Texte proposé ::
--
La Lituanie résiste un peu plus que les autres face au désamour que connaît le mariage un peu partout en Europe. Une ténacité savamment entretenue par l’église très influente et angoissée à l’idée de sacrifier sa principale institution sur l’autel de « nouvelles tendances sociales ». Reportage entre Vilnius, Kaunas et un imbroglio de noces rebelles. 

Kęstutis Ignatavicius est content. Comprimé dans un blazer cintré, le quinquagénaire affiche un sourire de bienheureux en brandissant fièrement un sceptre artisanal qui, selon sa légende, fait la pluie et le beau temps des couples mariés à Kaunas. « Plus la mariée secoue la cloche du sceptre plus elle aura d’enfant », indique-t-il, aux anges. Kestutis a fabriqué l’objet lui-même. Comme il a peu ou proue fabriqué la quasi-moitié des couples de la ville. Cela fait 22 ans que notre homme sévit en qualité de maître de cérémonie. Pêle-mêle, M. Ignatavicius a marié l’actuel maire de Kaunas, quelques basketteurs célèbres et une palanquée d’élus locaux.
--
Travail demandé ::
**a)** Résumez en deux phrases le texte sur le mariage en Lituanie.
**b)** Recopiez, dans le texte sur le mariage en Lituanie, le passage allant de « Kęstutis Ignatavicius est » jusqu'à « palanquée d’élus locaux. » inclus.
**c)** Pour chaque affirmation, indiquez par oui ou par non si elle concorde avec le texte sur le mariage en Lituanie, en citant les mots qui tranchent. (i) Kęstutis Ignatavicius est maître de cérémonie depuis 22 ans. (ii) Le sceptre a été acheté chez un artisan. (iii) L'église a peu d'influence en Lituanie.
Les données qui viennent ensuite ne sont pas nécessaires.

Données fournies ::
--
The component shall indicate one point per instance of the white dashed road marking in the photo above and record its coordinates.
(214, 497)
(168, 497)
--
Réponses par consigne ::
**a)** La Lituanie résiste mieux que d'autres pays au désamour du mariage en Europe, une ténacité entretenue par une église très influente qui craint de sacrifier sa principale institution. À Kaunas, Kęstutis Ignatavicius, maître de cérémonie depuis 22 ans, brandit un sceptre qu'il a fabriqué lui-même et a marié l'actuel maire, des basketteurs célèbres et de nombreux élus locaux.

**b)**
Kęstutis Ignatavicius est content. Comprimé dans un blazer cintré, le quinquagénaire affiche un sourire de bienheureux en brandissant fièrement un sceptre artisanal qui, selon sa légende, fait la pluie et le beau temps des couples mariés à Kaunas. « Plus la mariée secoue la cloche du sceptre plus elle aura d’enfant », indique-t-il, aux anges. Kestutis a fabriqué l’objet lui-même. Comme il a peu ou proue fabriqué la quasi-moitié des couples de la ville. Cela fait 22 ans que notre homme sévit en qualité de maître de cérémonie. Pêle-mêle, M. Ignatavicius a marié l’actuel maire de Kaunas, quelques basketteurs célèbres et une palanquée d’élus locaux.

**c)**
(i) Oui : « Cela fait 22 ans que notre homme sévit en qualité de maître de cérémonie. »
(ii) Non : « Kestutis a fabriqué l’objet lui-même. »
(iii) Non : « l’église très influente »